* SOURCE EXTRACT
-----

As someone who has done both the SAHM and WOHM thing, I have to object to putting "job" in quotations.

The stress that comes from juggling is something that a SAHM doesn't face, but otherwise, the parent at home IS working. If they are at all competent, they are caring for a child, and if a stranger is doing the same thing, they are getting paid for it and considered to be working. Working those 7 hours would not be possible if someone else wasn't providing care during that time.

Parenting is also a 24/7 job. The difficulty will depend on what is going on 24/7, not just Monday to Friday, 9-5. If a SAHM is not getting any help at home from a spouse who works long hours, and if she has a particularly demanding baby that isn't allowing her to sleep, then yes, it's a demanding job. By the same token, the working mom who spends every single moment that she's not at work with a baby attached to her (which is exactly what baby #1 did) is very much a hands-on mom. I spent more time with baby #1, even though I went back to work full-time when she was 7 months, than I did with baby #3, when I was a SAHM until he was 14 months, because he spent most of his first year asleep.

-----

* DATASET CONTENT
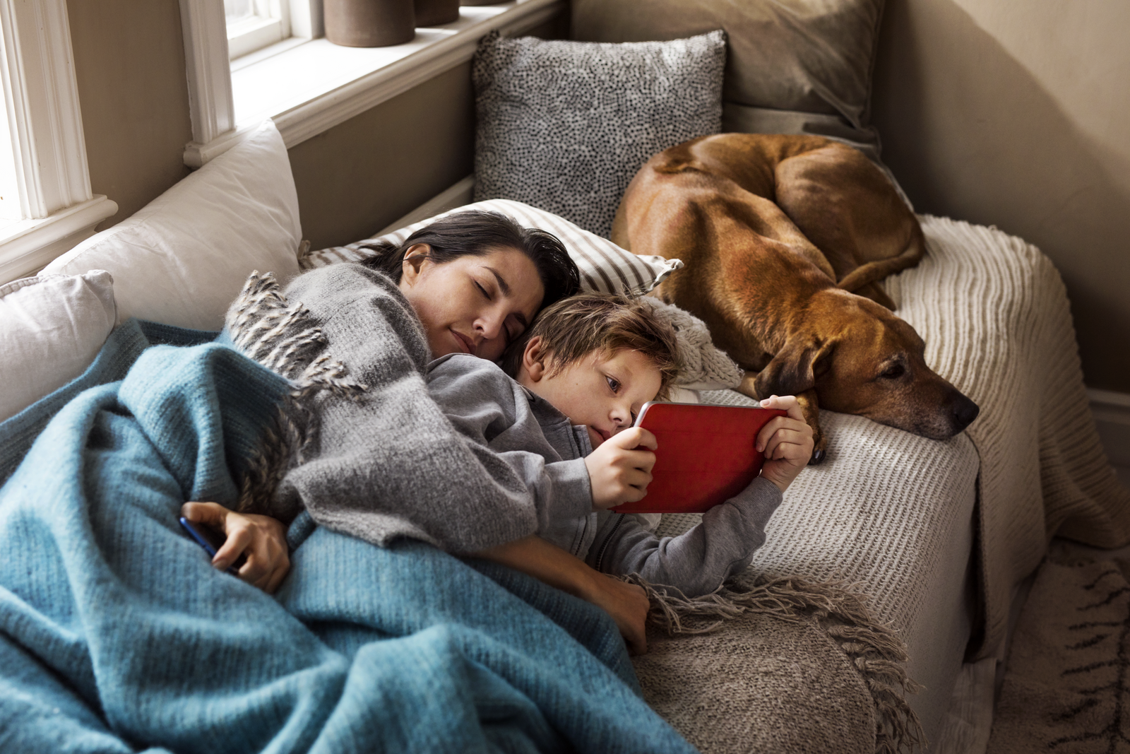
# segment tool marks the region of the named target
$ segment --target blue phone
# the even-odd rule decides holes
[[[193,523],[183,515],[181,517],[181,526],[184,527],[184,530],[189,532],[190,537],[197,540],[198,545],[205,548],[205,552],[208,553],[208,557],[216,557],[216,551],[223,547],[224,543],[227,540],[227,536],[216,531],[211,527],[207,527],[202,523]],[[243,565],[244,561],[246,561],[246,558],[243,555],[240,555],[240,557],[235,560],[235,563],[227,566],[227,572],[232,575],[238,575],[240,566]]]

-----

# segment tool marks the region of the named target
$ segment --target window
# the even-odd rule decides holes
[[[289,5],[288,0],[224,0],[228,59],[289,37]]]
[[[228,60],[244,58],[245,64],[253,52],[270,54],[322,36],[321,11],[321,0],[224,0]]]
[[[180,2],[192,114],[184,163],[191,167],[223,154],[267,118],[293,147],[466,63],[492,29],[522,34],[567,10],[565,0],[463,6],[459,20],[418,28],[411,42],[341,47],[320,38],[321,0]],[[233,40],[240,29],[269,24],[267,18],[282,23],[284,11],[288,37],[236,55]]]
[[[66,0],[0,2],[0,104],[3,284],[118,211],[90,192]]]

-----

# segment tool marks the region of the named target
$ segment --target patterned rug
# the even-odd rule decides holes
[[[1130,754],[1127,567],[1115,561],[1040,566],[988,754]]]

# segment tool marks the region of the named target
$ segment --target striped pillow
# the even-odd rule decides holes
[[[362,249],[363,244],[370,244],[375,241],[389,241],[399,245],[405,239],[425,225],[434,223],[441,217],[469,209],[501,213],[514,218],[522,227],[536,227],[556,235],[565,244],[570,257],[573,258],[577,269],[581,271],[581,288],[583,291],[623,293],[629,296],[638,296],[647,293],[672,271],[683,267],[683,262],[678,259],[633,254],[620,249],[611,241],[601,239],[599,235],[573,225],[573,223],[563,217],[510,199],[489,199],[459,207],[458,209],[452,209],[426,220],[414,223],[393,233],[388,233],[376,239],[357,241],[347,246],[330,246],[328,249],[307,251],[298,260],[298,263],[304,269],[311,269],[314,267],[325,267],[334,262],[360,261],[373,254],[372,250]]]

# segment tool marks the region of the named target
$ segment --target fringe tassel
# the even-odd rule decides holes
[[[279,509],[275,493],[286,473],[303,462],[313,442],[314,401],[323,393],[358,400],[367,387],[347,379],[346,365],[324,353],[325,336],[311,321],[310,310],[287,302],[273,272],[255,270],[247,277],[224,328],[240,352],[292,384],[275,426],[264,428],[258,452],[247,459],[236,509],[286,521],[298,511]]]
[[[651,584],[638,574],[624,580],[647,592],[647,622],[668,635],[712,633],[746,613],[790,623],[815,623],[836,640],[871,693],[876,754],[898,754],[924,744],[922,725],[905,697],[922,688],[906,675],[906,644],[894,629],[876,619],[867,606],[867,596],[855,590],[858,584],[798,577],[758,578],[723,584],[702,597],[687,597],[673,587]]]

-----

* ABOUT THIS TASK
Reproduce the part of the post about stay-at-home and working mothers between "As someone who" and "during that time.", inclusive.

* WRITTEN SOLUTION
As someone who has done both the SAHM and WOHM thing, I have to object to putting "job" in quotations.

The stress that comes from juggling is something that a SAHM doesn't face, but otherwise, the parent at home IS working. If they are at all competent, they are caring for a child, and if a stranger is doing the same thing, they are getting paid for it and considered to be working. Working those 7 hours would not be possible if someone else wasn't providing care during that time.